» Reading text:
Segment Open
And now, the end is near and so I face my final curtain…
By the time this goes up, I am one hour in to my last day ever as a Student Assistant at SUNY Downstate Medical Center. I’m still processing.
bitched talked about this job many times on here. I was there for 12 years and at times it felt like I was there for 11 and a half years too long and sometimes I feel like I never want to leave. However, all things, good and bad must come to an end.
And that end is now.
I have a lot of conflicting feelings about it. First, my “work mom” was on vacation last week, when I gave my notice and will be back on my last day. This makes me sad. The thought of never having to drive over there again makes me so happy. Not seeing certain people (at least) twice a week makes me sad. Not seeing certain people (at least) twice a week makes me SO HAPPY.
My job at the veterinarian’s office came to an end on Sunday. My tenure as the (self-proclaimed) worst medical office receptionist is over. I have my weekends back. I won’t have to schedule another appointment for the rest of my life. I won’t have to answer the phone and hear someone whining that their dog hasn’t gone to the bathroom/eaten/blinked/barked in 5 days and they need to see the doctor RIGHT NOW (but then, when I finally give in, knowing I may get in trouble, they show up 45 mins later). The people were, for the most part, the absolute worst part of that job. And believe me, I’ve seen more dog shit, anal gland juice, and vomit than I’d like to think about. I won’t have to come home worried that I smell like animals/disinfectant. I AM JAZZED.
I feel like there’s a blog post about all of my experiences to be written, but it probably won’t be (to be quite honest). Tips on How to Not be an Insufferable Douche in the Workplace, perhaps? Or The Office is Extremely Busy, Give the Receptionist a Break. Maybe, we’ll see.
Segment Closed
» About this exercise: In the blog post about leaving two jobs, list each thing the writer says follows the words "I won’t have to". The rows are not needed for this.

» Provided information:
Segment Open
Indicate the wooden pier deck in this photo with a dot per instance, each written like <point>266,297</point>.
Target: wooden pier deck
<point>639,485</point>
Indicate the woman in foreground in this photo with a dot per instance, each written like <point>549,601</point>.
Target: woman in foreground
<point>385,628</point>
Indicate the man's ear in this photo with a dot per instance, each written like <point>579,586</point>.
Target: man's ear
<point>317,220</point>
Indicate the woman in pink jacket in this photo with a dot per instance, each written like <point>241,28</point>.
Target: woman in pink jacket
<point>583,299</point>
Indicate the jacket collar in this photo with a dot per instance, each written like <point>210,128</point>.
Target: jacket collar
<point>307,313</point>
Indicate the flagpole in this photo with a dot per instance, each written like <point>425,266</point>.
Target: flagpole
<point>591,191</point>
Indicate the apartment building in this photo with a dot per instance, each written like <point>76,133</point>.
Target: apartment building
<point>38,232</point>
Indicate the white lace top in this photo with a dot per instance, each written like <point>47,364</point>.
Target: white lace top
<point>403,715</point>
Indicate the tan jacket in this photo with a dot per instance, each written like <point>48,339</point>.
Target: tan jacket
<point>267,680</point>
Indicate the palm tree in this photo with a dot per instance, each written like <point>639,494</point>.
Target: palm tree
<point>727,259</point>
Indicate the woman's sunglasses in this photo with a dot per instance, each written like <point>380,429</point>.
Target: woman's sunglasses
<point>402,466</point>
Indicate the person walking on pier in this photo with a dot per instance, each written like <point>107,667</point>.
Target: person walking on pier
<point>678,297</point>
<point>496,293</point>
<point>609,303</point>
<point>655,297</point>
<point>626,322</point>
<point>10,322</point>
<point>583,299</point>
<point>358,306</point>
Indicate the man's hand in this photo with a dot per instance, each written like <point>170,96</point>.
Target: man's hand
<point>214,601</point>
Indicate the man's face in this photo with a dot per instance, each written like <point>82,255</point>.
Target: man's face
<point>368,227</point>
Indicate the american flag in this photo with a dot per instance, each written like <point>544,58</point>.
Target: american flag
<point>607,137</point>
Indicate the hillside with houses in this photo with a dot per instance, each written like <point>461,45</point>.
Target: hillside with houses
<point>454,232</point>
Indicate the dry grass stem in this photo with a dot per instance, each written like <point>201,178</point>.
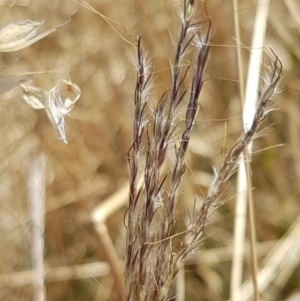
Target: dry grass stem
<point>151,259</point>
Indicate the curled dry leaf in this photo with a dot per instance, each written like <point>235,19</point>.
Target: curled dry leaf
<point>9,82</point>
<point>69,93</point>
<point>56,112</point>
<point>60,101</point>
<point>35,97</point>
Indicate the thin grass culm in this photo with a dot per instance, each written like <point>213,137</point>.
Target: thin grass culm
<point>153,257</point>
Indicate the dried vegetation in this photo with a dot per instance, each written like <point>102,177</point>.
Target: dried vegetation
<point>53,57</point>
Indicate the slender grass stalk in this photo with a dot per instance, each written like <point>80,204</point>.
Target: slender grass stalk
<point>152,261</point>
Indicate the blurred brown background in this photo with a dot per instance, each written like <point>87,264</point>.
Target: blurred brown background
<point>93,166</point>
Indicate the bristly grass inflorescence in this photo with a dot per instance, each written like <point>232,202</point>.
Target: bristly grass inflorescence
<point>151,259</point>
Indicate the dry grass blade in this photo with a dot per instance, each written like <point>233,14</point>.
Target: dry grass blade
<point>35,97</point>
<point>9,82</point>
<point>17,36</point>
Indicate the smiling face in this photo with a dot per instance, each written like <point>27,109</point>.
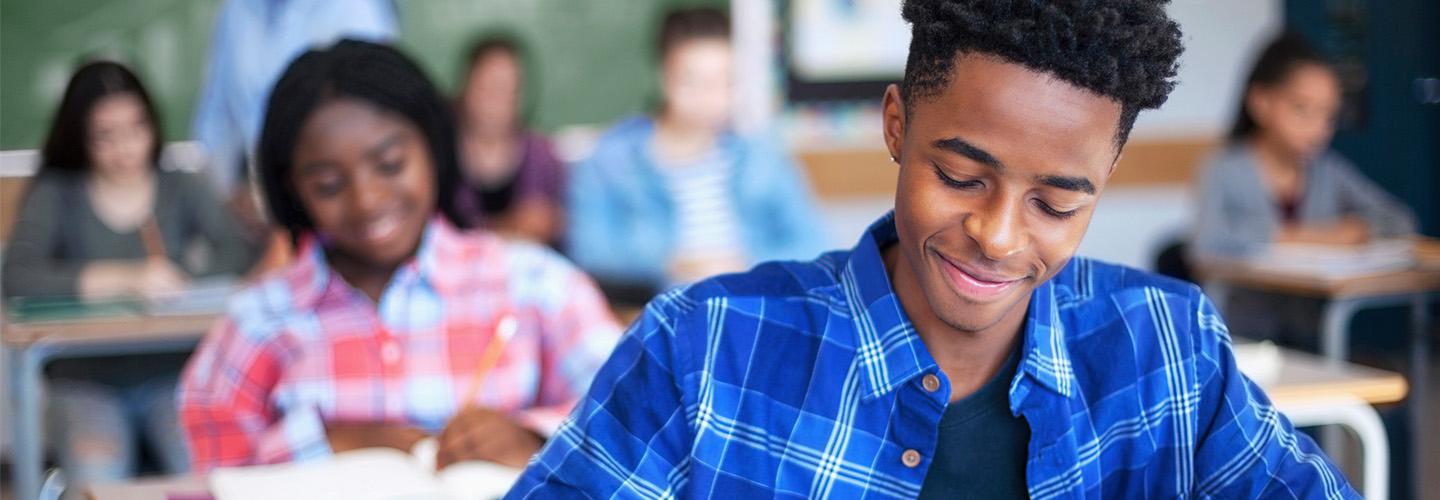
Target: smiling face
<point>493,91</point>
<point>697,79</point>
<point>1000,173</point>
<point>1298,114</point>
<point>366,180</point>
<point>120,137</point>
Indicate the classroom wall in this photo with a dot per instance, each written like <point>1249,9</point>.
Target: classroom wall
<point>1221,41</point>
<point>594,56</point>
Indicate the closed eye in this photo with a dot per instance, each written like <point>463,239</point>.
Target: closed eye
<point>954,182</point>
<point>1051,211</point>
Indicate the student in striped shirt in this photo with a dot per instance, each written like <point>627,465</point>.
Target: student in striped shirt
<point>959,349</point>
<point>680,196</point>
<point>375,335</point>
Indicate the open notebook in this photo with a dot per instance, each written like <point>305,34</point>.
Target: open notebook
<point>1338,261</point>
<point>366,474</point>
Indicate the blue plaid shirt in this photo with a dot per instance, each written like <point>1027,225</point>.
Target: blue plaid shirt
<point>804,379</point>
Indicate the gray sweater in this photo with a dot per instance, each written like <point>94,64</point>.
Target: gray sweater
<point>58,232</point>
<point>1237,216</point>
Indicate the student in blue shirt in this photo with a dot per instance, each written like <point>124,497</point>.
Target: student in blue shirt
<point>959,349</point>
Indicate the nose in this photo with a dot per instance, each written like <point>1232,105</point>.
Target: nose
<point>998,226</point>
<point>367,195</point>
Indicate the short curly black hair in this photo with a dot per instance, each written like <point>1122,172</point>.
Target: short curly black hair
<point>353,69</point>
<point>1122,49</point>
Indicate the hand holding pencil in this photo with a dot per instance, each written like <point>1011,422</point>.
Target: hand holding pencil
<point>477,432</point>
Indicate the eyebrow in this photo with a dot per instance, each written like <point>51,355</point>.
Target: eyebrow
<point>385,144</point>
<point>373,153</point>
<point>968,150</point>
<point>1069,183</point>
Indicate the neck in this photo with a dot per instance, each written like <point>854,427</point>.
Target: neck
<point>968,358</point>
<point>676,140</point>
<point>366,277</point>
<point>490,136</point>
<point>1275,156</point>
<point>126,182</point>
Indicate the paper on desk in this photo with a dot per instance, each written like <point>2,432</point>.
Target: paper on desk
<point>203,296</point>
<point>1259,360</point>
<point>366,474</point>
<point>1335,261</point>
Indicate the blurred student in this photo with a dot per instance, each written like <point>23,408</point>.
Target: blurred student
<point>254,41</point>
<point>102,221</point>
<point>1276,180</point>
<point>516,182</point>
<point>373,335</point>
<point>680,196</point>
<point>959,349</point>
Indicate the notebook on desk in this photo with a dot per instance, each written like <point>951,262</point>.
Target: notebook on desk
<point>1338,261</point>
<point>202,296</point>
<point>366,474</point>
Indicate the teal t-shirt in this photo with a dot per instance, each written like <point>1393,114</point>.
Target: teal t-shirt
<point>981,451</point>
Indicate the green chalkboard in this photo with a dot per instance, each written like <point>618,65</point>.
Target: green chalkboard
<point>594,56</point>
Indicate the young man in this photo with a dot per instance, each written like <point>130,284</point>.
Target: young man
<point>959,349</point>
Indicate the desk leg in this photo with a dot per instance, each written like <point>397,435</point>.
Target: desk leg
<point>25,388</point>
<point>1335,330</point>
<point>1335,347</point>
<point>1368,428</point>
<point>1419,391</point>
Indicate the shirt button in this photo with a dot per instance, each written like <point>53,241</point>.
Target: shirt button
<point>910,458</point>
<point>930,382</point>
<point>390,353</point>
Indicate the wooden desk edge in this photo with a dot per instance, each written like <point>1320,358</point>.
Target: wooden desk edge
<point>137,327</point>
<point>1375,391</point>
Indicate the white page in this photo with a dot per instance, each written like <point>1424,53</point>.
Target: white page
<point>366,474</point>
<point>362,474</point>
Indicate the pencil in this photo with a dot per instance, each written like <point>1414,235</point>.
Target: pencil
<point>504,330</point>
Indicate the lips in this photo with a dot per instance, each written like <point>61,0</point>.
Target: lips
<point>380,229</point>
<point>977,284</point>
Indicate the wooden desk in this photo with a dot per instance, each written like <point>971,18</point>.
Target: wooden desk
<point>30,345</point>
<point>1312,391</point>
<point>153,489</point>
<point>1305,378</point>
<point>1344,297</point>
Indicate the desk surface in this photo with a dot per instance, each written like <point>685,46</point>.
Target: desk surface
<point>107,329</point>
<point>153,489</point>
<point>1422,278</point>
<point>1302,378</point>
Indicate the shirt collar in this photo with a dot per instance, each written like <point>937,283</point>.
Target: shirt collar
<point>310,277</point>
<point>889,350</point>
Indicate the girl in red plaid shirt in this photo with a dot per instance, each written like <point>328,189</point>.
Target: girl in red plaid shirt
<point>373,336</point>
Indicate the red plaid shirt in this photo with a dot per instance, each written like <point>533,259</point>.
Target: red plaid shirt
<point>303,347</point>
Segment Closed
» Response:
- schedule another appointment for the rest of my life
- answer the phone and hear someone whining that their dog hasn’t gone to the bathroom/eaten/blinked/barked in 5 days and they need to see the doctor RIGHT NOW
- come home worried that I smell like animals/disinfectant